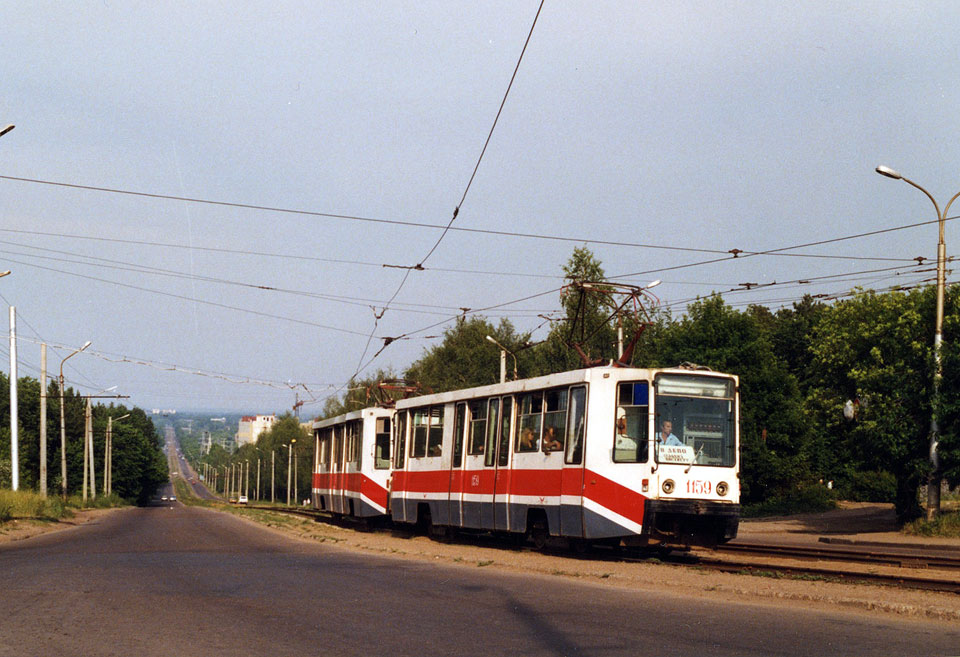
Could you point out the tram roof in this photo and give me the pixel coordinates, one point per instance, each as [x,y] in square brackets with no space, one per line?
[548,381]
##############################
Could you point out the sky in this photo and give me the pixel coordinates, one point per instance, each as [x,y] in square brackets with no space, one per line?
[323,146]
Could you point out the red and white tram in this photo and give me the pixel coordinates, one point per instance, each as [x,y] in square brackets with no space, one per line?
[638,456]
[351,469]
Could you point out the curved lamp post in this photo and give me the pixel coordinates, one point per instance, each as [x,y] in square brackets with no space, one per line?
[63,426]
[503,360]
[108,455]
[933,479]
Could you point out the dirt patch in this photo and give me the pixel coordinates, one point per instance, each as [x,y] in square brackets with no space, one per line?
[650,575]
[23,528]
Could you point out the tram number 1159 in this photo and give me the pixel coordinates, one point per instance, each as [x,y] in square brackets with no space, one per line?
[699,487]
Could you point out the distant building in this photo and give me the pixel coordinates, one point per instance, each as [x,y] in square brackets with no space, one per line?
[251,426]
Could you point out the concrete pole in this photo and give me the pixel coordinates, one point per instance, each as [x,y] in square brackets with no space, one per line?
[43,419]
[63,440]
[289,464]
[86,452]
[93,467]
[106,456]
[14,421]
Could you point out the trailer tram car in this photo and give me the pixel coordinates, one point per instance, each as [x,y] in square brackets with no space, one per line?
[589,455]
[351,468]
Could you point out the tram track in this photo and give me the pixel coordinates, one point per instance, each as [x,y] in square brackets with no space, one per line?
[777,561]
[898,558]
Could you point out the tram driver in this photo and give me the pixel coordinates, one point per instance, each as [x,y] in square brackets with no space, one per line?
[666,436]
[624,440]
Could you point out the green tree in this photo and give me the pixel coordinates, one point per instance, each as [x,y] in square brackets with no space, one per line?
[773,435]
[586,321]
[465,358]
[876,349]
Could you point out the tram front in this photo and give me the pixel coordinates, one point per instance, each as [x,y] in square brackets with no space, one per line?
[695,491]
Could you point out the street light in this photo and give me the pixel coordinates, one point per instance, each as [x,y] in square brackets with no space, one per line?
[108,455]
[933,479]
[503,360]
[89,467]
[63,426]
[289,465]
##############################
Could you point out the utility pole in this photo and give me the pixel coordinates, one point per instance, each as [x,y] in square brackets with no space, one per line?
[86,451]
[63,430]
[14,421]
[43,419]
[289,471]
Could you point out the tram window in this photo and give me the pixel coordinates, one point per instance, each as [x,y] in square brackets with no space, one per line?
##############################
• SET TASK:
Pull out every line of the items above that contains the word "pole", and treat uppercase and lowercase as different.

• ANSWER TO THIS PROBLEM:
Could you point out the concrete pole in this photo and give me the pixel coordinates, one point per instance, each as [x,y] in square brackets with no space, one per line?
Could you point out the utility pole in this photo and give me the pixel coordinates, one point per instance, each as [x,y] in square brackets with no space, one per line?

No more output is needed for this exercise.